START Source extract
Member of Maharashtra Legislative Council
- Incumbent
- Assumed office 22 June 2026
- Preceded by: Vacant
- In office 1 June 2018 – 31 May 2024
- Preceded by: Anil Tatkare
- Succeeded by: Vacant
- Constituency: Raigad–Ratnagiri–Sindhudurg Local Authorities

Personal details
- Born: Aniket Sunil Tatkare October 15, 1982 (age 43) Mumbai, Maharashtra, India
- Party: Nationalist Congress Party (2024–present)
- Other political affiliations: Nationalist Congress Party (Ajit Pawar faction) (2023–2024) Nationalist Congress Party (till 2023)
- Spouse: Vedanti Tatkare (m. 2008)
- Relations: Tatkare family
- Children: 2
- Parent(s): Sunil Tatkare (father) Varda Tatkare (mother)
- Alma mater: University of Mumbai (B.Sc.)

= Aniket Tatkare =

Indian politician

Aniket Sunil Tatkare (born 15 October 1982) is an Indian politician from Maharashtra, associated with the Nationalist Congress Party. He has been serving as a Member of the Maharashtra Legislative Council from the Raigad-Ratnagiri-Sindhudurg Local Authorities constituency since 22 June 2026. He earlier represented the same constituency from 1 June 2018 to 31 May 2024.
END Source extract
START Data under study
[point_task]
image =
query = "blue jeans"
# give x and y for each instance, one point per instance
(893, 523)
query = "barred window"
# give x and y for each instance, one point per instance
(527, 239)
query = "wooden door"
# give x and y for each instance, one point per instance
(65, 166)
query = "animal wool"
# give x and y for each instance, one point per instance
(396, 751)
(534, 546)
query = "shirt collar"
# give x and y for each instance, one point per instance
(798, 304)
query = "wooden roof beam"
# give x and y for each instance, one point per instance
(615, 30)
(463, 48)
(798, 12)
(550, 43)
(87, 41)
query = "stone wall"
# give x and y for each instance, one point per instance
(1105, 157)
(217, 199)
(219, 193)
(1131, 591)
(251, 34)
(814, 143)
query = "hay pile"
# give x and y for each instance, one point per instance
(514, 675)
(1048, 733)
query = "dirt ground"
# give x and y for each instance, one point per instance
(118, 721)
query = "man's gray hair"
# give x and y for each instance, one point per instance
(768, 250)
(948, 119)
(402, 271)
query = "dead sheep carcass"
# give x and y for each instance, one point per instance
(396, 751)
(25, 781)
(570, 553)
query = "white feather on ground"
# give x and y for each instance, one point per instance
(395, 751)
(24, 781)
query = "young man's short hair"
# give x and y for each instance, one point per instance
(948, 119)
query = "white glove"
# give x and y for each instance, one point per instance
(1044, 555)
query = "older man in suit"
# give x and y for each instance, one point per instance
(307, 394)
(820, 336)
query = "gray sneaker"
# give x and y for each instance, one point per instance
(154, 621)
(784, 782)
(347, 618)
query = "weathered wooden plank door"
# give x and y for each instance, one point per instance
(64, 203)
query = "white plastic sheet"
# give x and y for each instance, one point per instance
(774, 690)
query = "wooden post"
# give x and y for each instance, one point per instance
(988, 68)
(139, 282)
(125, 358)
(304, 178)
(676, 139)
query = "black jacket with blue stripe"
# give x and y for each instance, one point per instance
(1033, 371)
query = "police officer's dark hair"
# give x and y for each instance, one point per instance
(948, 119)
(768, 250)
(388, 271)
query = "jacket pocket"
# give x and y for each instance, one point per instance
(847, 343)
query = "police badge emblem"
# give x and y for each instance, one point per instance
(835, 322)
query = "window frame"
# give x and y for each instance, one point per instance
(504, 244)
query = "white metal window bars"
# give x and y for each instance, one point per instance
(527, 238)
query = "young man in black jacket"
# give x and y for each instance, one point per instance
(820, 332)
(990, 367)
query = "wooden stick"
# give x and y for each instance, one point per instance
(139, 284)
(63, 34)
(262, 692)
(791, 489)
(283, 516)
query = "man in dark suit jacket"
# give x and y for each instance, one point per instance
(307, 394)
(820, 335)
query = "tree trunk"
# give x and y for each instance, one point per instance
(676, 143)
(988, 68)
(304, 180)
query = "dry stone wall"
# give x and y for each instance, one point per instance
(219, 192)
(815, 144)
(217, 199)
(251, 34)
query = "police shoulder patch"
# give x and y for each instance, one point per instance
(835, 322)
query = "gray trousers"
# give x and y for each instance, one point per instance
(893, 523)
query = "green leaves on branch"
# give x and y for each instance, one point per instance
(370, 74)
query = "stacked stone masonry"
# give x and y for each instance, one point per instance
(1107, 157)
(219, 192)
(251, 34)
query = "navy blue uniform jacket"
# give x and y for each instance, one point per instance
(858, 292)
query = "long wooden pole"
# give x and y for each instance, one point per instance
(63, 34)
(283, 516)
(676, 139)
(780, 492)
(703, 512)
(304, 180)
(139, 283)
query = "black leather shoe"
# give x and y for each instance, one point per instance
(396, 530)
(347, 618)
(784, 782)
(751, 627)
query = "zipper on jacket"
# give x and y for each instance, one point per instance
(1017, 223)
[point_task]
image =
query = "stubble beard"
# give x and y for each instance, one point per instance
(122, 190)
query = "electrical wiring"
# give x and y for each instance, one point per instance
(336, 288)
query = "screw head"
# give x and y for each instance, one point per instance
END Data under study
** Work instruction 1 **
In the Aniket Tatkare profile, who preceded him in the council seat he held from 2018 to 2024?
** Work instruction 2 **
Retype the Aniket Tatkare profile from "Member of Maharashtra" up to and including "Congress Party (2024–present)".

** Answer section 1 **
Anil Tatkare

** Answer section 2 **
Member of Maharashtra Legislative Council
- Incumbent
- Assumed office 22 June 2026
- Preceded by: Vacant
- In office 1 June 2018 – 31 May 2024
- Preceded by: Anil Tatkare
- Succeeded by: Vacant
- Constituency: Raigad–Ratnagiri–Sindhudurg Local Authorities

Personal details
- Born: Aniket Sunil Tatkare October 15, 1982 (age 43) Mumbai, Maharashtra, India
- Party: Nationalist Congress Party (2024–present)